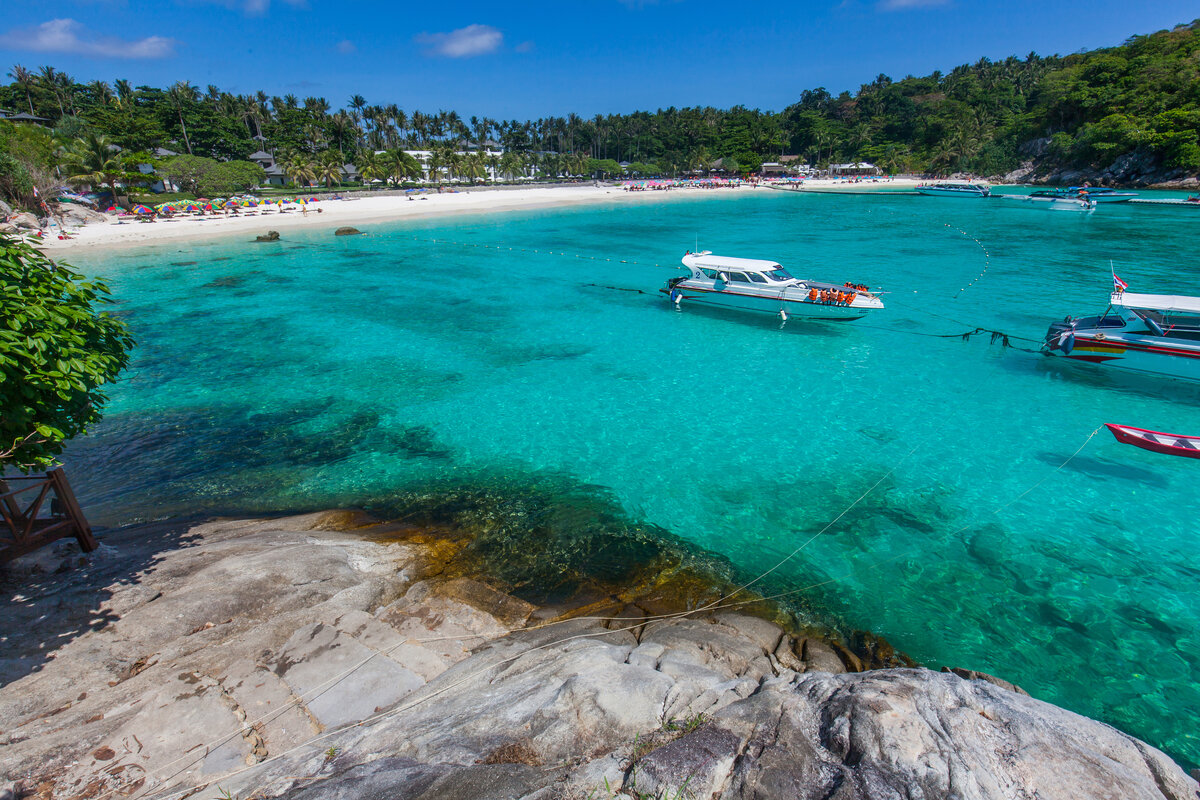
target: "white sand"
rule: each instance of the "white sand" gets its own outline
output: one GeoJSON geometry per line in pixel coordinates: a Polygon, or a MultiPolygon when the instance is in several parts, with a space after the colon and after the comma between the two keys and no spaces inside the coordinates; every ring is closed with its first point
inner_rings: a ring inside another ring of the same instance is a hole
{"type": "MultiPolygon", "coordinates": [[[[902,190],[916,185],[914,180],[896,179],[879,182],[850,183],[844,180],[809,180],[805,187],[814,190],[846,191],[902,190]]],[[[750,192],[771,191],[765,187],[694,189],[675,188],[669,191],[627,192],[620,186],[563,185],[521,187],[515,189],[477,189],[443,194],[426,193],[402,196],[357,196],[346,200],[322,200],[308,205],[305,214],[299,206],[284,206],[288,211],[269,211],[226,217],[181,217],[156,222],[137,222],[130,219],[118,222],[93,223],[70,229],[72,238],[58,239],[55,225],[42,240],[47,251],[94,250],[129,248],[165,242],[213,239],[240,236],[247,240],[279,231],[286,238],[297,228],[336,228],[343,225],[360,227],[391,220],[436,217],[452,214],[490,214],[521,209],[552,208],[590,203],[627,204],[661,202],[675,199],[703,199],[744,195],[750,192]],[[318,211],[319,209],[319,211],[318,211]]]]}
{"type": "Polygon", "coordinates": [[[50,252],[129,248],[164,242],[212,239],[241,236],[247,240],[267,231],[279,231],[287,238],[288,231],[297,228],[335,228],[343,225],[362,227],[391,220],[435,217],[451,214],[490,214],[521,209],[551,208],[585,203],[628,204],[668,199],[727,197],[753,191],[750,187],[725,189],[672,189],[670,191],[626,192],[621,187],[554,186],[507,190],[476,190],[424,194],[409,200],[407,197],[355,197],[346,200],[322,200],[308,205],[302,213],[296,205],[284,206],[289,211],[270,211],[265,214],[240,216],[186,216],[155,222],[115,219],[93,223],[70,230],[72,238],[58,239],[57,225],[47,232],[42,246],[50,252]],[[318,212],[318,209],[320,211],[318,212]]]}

ACTIVITY – In your copy of the entries above, leave out the pictures and keep every word exact.

RESULT FOR THIS TASK –
target: "white sand"
rule: each instance of the "white sand" gets its own outline
output: one GeoJSON geometry per line in pixel coordinates: a Polygon, or a MultiPolygon when the instance is in several parts, with a space after the colon and after the comma between the two keys and no spaces inside the coordinates; every ring is closed with its first point
inner_rings: a ring inside another ring of the same instance is a hole
{"type": "MultiPolygon", "coordinates": [[[[902,190],[916,185],[914,180],[896,179],[879,182],[850,183],[844,180],[809,180],[805,187],[814,190],[846,191],[902,190]]],[[[750,192],[771,191],[765,187],[694,189],[675,188],[669,191],[627,192],[620,186],[563,185],[521,187],[515,189],[477,189],[443,194],[426,193],[402,196],[357,196],[346,200],[322,200],[308,205],[305,214],[299,206],[284,206],[288,211],[269,211],[226,217],[181,217],[156,222],[137,222],[130,219],[118,222],[93,223],[70,229],[72,238],[58,239],[55,225],[42,240],[47,251],[94,250],[129,248],[165,242],[213,239],[240,236],[247,240],[279,231],[286,238],[297,228],[336,228],[343,225],[360,227],[391,220],[436,217],[452,214],[490,214],[521,209],[552,208],[590,203],[627,204],[661,202],[675,199],[703,199],[744,195],[750,192]],[[318,211],[319,209],[319,211],[318,211]]]]}
{"type": "Polygon", "coordinates": [[[50,252],[129,248],[164,242],[212,239],[241,236],[247,240],[267,231],[279,231],[287,238],[288,231],[297,228],[335,228],[343,225],[362,227],[391,220],[435,217],[451,214],[490,214],[521,209],[551,208],[585,203],[628,204],[668,199],[727,197],[753,191],[750,187],[725,189],[672,189],[670,191],[626,192],[621,187],[554,186],[507,190],[476,190],[424,194],[409,200],[407,197],[355,197],[346,200],[322,200],[308,205],[302,213],[296,205],[284,206],[289,211],[270,211],[265,214],[240,216],[186,216],[155,222],[115,219],[93,223],[70,230],[72,238],[58,239],[57,225],[47,232],[42,246],[50,252]],[[318,212],[318,209],[320,211],[318,212]]]}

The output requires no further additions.